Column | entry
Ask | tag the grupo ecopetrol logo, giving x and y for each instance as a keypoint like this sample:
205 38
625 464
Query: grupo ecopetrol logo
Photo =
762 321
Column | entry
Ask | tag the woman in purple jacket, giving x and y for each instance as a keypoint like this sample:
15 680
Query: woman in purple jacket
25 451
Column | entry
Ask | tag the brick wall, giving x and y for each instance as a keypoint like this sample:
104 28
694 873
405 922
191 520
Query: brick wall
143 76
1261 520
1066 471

---

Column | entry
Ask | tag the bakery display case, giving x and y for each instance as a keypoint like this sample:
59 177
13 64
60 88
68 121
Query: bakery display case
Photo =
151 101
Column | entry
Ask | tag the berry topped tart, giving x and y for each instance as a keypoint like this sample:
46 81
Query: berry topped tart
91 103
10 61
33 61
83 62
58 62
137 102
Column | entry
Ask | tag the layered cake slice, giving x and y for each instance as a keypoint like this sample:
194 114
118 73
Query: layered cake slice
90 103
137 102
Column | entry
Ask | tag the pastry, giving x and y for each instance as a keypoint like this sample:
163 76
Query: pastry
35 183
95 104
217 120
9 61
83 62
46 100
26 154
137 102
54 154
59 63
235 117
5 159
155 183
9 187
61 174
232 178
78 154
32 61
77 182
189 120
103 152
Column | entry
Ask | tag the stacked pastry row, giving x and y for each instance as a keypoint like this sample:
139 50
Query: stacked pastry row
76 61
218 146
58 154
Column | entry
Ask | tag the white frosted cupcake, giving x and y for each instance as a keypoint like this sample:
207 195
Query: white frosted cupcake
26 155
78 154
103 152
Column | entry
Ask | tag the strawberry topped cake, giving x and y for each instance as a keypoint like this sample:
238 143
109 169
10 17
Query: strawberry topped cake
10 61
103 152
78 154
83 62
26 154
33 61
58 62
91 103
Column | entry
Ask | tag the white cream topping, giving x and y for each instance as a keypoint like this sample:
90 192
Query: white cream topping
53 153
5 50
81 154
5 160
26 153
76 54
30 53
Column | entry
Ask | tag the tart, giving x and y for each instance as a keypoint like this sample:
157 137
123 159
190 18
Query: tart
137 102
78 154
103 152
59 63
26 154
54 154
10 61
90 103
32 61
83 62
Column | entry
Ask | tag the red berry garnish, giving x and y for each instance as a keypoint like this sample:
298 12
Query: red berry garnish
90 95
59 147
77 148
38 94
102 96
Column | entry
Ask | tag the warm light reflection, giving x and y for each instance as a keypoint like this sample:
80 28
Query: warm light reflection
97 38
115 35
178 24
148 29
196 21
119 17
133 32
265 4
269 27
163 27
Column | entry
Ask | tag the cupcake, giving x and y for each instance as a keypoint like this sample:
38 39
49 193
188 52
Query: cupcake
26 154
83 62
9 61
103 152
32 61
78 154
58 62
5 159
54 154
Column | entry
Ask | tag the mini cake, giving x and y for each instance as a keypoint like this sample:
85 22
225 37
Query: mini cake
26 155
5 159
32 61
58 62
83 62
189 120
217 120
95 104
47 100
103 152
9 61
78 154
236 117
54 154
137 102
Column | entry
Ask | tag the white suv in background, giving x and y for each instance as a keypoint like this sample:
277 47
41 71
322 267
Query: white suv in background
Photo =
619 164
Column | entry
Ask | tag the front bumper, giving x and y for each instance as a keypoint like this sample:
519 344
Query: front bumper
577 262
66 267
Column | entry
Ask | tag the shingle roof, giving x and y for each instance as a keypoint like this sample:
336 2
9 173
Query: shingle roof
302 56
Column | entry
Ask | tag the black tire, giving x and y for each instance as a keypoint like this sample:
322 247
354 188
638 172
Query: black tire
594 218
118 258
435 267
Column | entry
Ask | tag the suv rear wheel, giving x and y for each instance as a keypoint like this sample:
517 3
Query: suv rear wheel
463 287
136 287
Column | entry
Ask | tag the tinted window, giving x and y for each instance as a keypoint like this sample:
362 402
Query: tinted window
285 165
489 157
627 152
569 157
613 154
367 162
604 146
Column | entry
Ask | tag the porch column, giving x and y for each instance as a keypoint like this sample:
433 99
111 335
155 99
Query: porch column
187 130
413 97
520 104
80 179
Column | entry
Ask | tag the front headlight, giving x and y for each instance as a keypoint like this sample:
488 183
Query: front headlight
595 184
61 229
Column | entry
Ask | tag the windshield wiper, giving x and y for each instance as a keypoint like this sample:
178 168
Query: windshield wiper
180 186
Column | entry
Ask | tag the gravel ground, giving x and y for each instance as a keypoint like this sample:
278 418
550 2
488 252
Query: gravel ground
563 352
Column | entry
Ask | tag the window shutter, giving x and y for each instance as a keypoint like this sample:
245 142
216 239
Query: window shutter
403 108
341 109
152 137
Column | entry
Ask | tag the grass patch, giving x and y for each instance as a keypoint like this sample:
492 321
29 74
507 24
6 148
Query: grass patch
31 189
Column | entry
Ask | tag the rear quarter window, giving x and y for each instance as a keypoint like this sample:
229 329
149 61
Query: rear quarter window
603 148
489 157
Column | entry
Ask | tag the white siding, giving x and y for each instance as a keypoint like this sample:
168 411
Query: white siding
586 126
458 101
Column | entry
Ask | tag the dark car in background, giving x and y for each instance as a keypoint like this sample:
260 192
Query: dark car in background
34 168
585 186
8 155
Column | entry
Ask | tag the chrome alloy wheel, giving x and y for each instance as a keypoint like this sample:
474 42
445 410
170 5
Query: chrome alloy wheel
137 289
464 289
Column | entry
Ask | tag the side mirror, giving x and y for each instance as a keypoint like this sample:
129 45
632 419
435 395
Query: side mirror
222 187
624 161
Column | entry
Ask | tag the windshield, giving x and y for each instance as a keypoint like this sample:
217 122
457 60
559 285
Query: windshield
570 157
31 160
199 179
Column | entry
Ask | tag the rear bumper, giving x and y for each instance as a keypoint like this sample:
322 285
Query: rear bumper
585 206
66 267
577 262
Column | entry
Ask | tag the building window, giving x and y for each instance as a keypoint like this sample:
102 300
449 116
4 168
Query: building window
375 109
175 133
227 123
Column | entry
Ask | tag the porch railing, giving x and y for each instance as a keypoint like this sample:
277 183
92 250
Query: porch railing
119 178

*Job*
Count the lines in the data above that contain the string "mini", treating uppercase and lowercase as different. Reply with the number alone.

*Completed task*
2